:: Given problem ::
Each record below is to be copied word for word, with pictures removed.

——————

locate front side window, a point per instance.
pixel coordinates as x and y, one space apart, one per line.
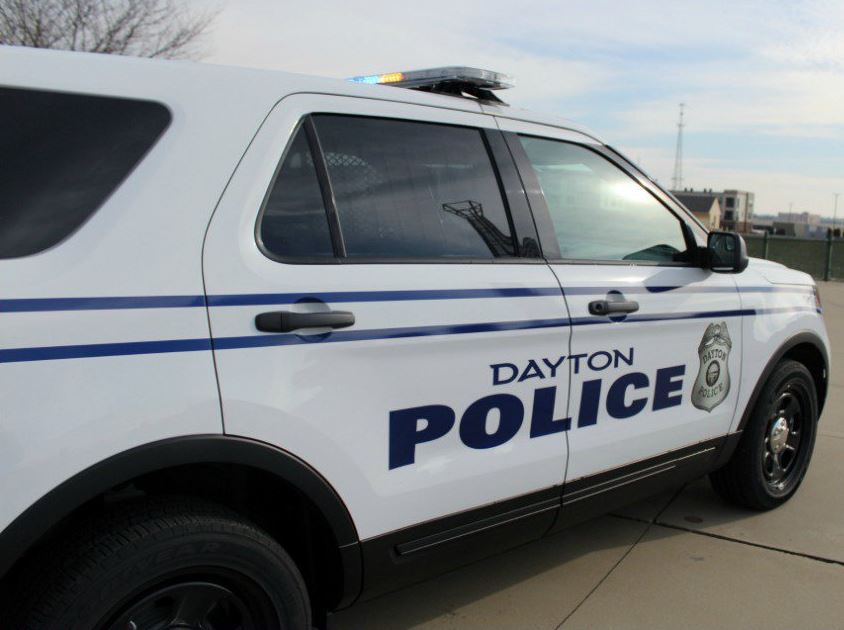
598 211
413 190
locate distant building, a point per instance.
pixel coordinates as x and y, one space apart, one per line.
799 217
736 207
705 207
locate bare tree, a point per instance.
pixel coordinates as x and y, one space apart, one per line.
143 28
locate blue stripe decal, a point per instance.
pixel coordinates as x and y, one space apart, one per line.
36 305
249 299
49 353
33 305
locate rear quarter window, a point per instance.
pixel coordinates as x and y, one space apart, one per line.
61 156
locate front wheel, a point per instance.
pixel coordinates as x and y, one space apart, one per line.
164 564
776 446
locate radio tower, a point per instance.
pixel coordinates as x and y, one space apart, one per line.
677 180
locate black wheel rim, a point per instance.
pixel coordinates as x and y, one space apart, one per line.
210 602
782 456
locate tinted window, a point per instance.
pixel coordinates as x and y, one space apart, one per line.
598 211
294 222
62 155
413 190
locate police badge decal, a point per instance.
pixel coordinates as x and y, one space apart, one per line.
713 379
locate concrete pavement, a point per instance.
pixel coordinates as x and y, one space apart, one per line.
679 560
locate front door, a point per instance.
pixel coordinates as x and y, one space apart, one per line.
397 292
656 340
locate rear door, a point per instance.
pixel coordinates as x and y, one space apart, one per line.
654 381
396 217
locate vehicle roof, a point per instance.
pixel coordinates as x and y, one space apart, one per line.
209 84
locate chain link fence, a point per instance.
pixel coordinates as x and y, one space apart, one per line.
823 259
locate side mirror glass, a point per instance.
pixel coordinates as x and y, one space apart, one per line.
727 252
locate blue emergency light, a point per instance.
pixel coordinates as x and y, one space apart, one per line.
454 80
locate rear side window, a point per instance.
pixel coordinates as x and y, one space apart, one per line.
62 155
399 190
294 223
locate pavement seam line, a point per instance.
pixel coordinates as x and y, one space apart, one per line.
735 540
603 579
624 555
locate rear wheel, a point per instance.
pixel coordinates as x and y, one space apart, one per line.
161 565
776 446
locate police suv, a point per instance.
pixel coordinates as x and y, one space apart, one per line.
270 344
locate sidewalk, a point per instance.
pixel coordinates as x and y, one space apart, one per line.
680 560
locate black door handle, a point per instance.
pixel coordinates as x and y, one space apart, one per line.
610 307
287 321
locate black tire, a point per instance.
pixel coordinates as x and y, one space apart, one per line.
142 563
768 465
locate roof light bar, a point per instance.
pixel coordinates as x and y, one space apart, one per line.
432 78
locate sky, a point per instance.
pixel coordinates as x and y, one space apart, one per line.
763 81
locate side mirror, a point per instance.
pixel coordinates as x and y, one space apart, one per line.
727 252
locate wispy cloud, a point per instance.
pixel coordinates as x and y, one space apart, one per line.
754 73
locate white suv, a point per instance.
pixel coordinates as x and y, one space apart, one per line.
270 344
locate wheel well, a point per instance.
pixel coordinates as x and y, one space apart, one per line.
278 507
809 355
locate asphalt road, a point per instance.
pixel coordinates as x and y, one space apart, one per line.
679 560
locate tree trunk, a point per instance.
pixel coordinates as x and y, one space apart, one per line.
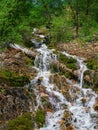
77 20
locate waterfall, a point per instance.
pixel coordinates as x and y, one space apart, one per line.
81 113
83 116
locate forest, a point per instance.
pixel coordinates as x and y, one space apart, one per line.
66 20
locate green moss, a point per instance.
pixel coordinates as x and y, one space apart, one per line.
21 123
2 90
29 61
92 63
14 79
68 61
40 118
68 75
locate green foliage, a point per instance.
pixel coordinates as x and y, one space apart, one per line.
23 122
40 117
14 79
68 61
60 30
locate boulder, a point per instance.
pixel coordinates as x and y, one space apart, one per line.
96 105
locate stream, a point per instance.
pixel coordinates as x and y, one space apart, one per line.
83 114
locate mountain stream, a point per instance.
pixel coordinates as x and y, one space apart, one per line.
82 114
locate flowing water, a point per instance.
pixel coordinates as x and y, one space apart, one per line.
83 114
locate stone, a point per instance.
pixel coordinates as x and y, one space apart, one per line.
96 105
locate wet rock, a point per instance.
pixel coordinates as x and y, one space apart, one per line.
40 80
96 105
43 95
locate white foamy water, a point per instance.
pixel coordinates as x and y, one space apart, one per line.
83 114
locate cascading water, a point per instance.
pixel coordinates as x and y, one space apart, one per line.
83 114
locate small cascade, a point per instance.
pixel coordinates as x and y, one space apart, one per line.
81 108
82 66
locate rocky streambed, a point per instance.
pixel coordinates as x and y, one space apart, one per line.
21 92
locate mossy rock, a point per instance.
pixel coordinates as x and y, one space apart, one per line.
40 117
91 79
23 122
68 61
92 63
13 78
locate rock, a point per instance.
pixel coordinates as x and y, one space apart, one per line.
96 105
40 80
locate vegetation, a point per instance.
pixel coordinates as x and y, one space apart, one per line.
65 20
13 79
40 117
92 63
23 122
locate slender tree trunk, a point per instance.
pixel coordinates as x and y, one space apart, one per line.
77 20
87 7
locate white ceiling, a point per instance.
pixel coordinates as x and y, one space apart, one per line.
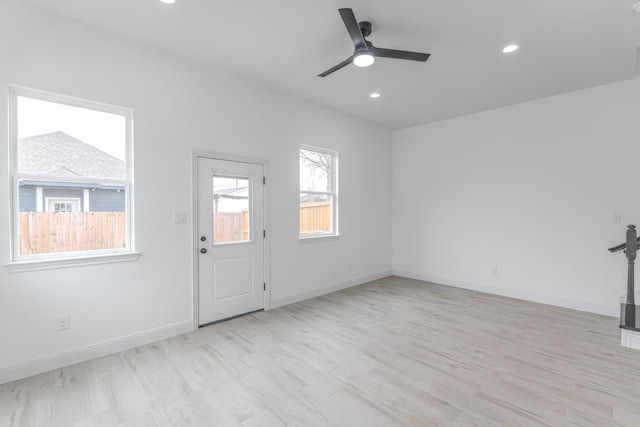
565 45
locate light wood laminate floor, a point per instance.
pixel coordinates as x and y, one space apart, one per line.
386 353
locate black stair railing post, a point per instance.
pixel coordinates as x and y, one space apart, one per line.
631 248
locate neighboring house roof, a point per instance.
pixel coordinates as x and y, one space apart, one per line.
232 193
59 154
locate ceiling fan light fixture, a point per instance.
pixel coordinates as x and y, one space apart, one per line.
363 60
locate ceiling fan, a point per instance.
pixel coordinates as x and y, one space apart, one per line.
365 52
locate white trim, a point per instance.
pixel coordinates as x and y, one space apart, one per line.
39 200
14 175
89 352
606 310
194 235
335 216
75 201
326 289
85 200
78 261
630 339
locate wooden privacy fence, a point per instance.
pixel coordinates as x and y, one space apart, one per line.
234 226
315 216
49 232
230 226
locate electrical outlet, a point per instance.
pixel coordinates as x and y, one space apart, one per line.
63 322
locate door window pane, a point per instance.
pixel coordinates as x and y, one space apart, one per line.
231 209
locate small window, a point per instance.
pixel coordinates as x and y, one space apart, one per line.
71 177
318 192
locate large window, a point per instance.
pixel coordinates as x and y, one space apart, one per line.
318 192
71 177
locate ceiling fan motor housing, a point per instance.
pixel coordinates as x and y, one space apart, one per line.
365 28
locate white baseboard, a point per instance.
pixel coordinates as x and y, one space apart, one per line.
82 354
613 311
630 339
327 289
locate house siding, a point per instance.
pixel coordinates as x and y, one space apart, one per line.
107 201
27 199
100 200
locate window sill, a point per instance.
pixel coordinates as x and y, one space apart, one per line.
49 264
319 238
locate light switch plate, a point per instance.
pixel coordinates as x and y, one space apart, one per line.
180 218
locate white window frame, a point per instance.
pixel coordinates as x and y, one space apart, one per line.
75 202
19 262
334 232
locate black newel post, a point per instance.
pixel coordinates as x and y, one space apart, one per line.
630 249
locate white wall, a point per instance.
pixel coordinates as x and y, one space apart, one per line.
528 189
178 106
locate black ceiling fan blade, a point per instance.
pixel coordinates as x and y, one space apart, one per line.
400 54
353 28
337 67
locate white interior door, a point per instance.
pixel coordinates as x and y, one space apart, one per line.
230 239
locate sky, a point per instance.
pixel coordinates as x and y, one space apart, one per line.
105 131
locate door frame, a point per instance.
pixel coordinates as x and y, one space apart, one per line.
196 154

——————

:: Finished answer ::
locate front side window, a point per instance.
pixel coordinates as x and y, one space apart, one per line.
598 211
413 190
locate distant building, a point per instance.
pixel coordinates as x and y, one space apart, one per line.
799 217
736 207
705 207
locate bare tree, a point per instance.
pixel coordinates as x and y, one space apart, one per line.
143 28
locate blue stripe decal, a point per instance.
pixel coordinates as x and y, one space apart, one per line.
36 305
249 299
49 353
33 305
locate rear quarter window, a point per instance.
pixel coordinates as x and y, one space apart, one per line.
61 156
locate front wheel, a point per instance.
pixel coordinates as x and y, one space apart, one per line.
164 564
776 446
locate radio tower, a point per instance.
pixel coordinates as x and y, one space apart, one per line.
677 180
locate black wheel rim, a point per instance.
pixel coordinates as x and y, one space apart, one per line.
210 602
782 456
locate tinted window, a point per instance.
pixel coordinates as x and y, one space apart, one per line.
598 211
294 222
62 155
413 190
locate police badge decal, a point per instance.
pixel coordinates as x and y, one space apart, one per line.
713 379
locate concrete pavement, a point per instance.
pixel coordinates as x and y, one space apart, one per line.
679 560
locate front door, a point per instance.
pixel coordinates as x and y, one space apart, one per line.
397 292
656 340
locate rear door, a point per instance.
pixel coordinates as x and y, one space apart, one per line.
654 381
396 217
locate vehicle roof, a point per instance.
pixel coordinates as x and y, one space apart, one per line.
209 84
locate chain link fence, a point per instance.
pixel coordinates as x and y, one space apart, one per line.
823 259
locate side mirror glass, a point per instance.
pixel coordinates as x and y, one space apart, one per line.
727 252
locate blue emergency light, a point per instance.
pixel coordinates as x and y, one space apart, one per line.
454 80
locate rear side window, a point per instance.
pixel coordinates as x and y, one space apart, one per line.
62 155
399 190
294 223
locate pavement seam line, a point per instance.
pixel coordinates as x and y, one space apart, one per line.
735 540
603 579
624 555
locate rear wheel, a point per instance.
pixel coordinates as x and y, one space apart, one per line.
161 565
776 446
locate police suv, a point per instance.
pixel coordinates as x and y, one space apart, one per line.
270 344
locate sidewalk, a point per instance.
pixel coordinates as x and y, one space apart, one per line.
680 560
locate black door handle, a point per instance.
pixel coordinates as x and y, one space apart, one per line.
610 307
287 321
locate black tire, a point per instance.
pixel coordinates as x and y, one space apart, one per line.
142 563
768 465
locate roof light bar, a point per instance.
pixel coordinates as x and y, one space apart, one per line.
432 78
locate sky, a point per instance.
pixel coordinates as x and y, one space apart, one per line.
763 81
locate side mirror, a point per instance.
pixel coordinates as x and y, one space apart, one per line.
727 252
locate wispy cloud, a point per instance.
pixel coordinates as x and y, one space apart, one per line.
754 73
locate white suv, a point per instance.
pixel coordinates as x and y, one space apart, one per line.
270 344
locate wheel well, a point per instance.
pixel coordinates as x and y, one space apart, one per line.
278 507
809 355
locate asphalt road, a point per instance.
pixel coordinates as x and y, one space apart, one per line.
679 560
locate tree trunk, a point per instance.
pixel coordinates as x and y, one space apart, one per line.
77 20
locate waterfall, a point per instance.
pixel coordinates as x and y, one space apart, one per line.
81 113
83 116
locate forest, a point per instance.
pixel coordinates as x and y, one space apart, one per line.
66 20
locate green moss, a point per instance.
pixel coordinates as x and y, one space apart, one per line.
21 123
2 90
29 61
92 63
14 79
68 61
40 118
68 75
locate green foliage, a point per instance.
pixel coordinates as x and y, one space apart, one per line.
23 122
40 117
14 79
68 61
60 30
locate boulder, a point per instance.
pixel coordinates as x and y, one space apart, one per line.
96 105
locate stream, a point per instance.
pixel coordinates as x and y, one space apart, one per line.
83 114
locate mountain stream, a point per instance.
pixel coordinates as x and y, one space apart, one per line.
82 114
locate flowing water, a point per instance.
pixel coordinates as x and y, one space apart, one per line.
83 114
locate stone, a point per instance.
pixel coordinates as x and y, one space apart, one per line.
96 105
locate wet rock, a point per instance.
pixel coordinates as x and y, one space apart, one per line.
40 80
96 105
43 95
locate white foamy water, a point per instance.
pixel coordinates as x and y, one space apart, one per line.
83 114
locate cascading water, a point per instance.
pixel coordinates as x and y, one space apart, one per line.
83 114
locate small cascade, a point per instance.
pixel coordinates as x and y, one space apart, one per line.
81 108
82 66
locate rocky streambed, a point per instance.
pixel coordinates as x and y, one space apart, one per line.
21 92
locate mossy rock, a point per instance.
pixel coordinates as x and y, one space apart, one per line.
40 117
91 79
23 122
68 61
92 63
13 78
locate rock, a point per instance.
pixel coordinates as x and y, one space apart, one per line.
96 105
40 80
locate vegetation, a point per instance.
pixel coordinates as x and y, one space apart, one per line.
65 20
13 79
40 117
92 63
23 122
locate slender tree trunk, a point per instance.
pixel coordinates as x and y, one space apart, one per line.
77 20
87 7
locate white ceiling, a point per instance.
pixel coordinates as x and y, one space apart, one per line.
565 45
locate light wood laminate floor, a point per instance.
pixel coordinates as x and y, one space apart, one per line.
386 353
locate black stair railing post, a point per instance.
pixel coordinates as x and y, one space apart, one per line.
631 248
locate neighboring house roof, a point per instance.
pixel coordinates as x and y, one space apart, one per line.
232 193
59 154
locate ceiling fan light fixture, a point per instance.
pixel coordinates as x and y, one space apart, one per line.
363 60
locate ceiling fan, a point per instance.
pixel coordinates as x and y, one space apart, one per line.
365 52
locate white trim, a point per instance.
pixel coordinates as x and y, one space apart, one per line.
39 200
14 175
89 352
606 310
194 235
335 216
75 201
326 289
85 200
78 261
630 339
locate wooden privacy fence, a point per instance.
pixel coordinates as x and y, one space apart, one per line.
234 226
315 216
49 232
230 226
locate electrical outlet, a point per instance.
pixel coordinates as x and y, one space apart, one per line.
63 322
locate door window pane, a point per instance.
pixel coordinates as x and y, one space apart, one per line.
231 209
locate small window, a point per instance.
pixel coordinates as x and y, one space apart, one per line.
71 177
318 192
locate large window, a point per instance.
pixel coordinates as x and y, one space apart, one per line.
318 192
71 177
locate ceiling fan motor housing, a point per instance.
pixel coordinates as x and y, one space apart, one per line.
365 28
locate white baseboard, a point per instance.
pixel coordinates as x and y, one space apart, one per line.
82 354
613 311
630 339
327 289
locate house siding, a point per instance.
pixel coordinates as x and y, one space apart, one per line.
107 201
27 199
100 200
locate window sill, a point per instance.
pixel coordinates as x and y, one space apart, one per line.
49 264
319 238
locate light switch plate, a point per instance.
pixel coordinates as x and y, one space apart, one per line.
180 218
locate white window frame, a point per instance.
pixel coordinates as x and y, one space apart, one per line.
75 202
19 262
334 232
locate black newel post, a point per instance.
pixel coordinates as x and y, one space apart, one per line.
630 249
locate white wall, a point per instance.
pixel coordinates as x and y, one space apart, one per line.
528 189
178 106
locate black ceiling fan blade, a point per instance.
pixel coordinates as x and y, one space apart, one per line.
400 54
353 28
337 67
locate white interior door, a point per instance.
pixel coordinates as x and y, one space apart, one per line.
230 239
locate sky, a point per instance.
pixel coordinates as x and y, one space apart, one per line.
105 131
locate door frame, a point per instance.
pixel coordinates as x and y, one space apart, one per line.
196 154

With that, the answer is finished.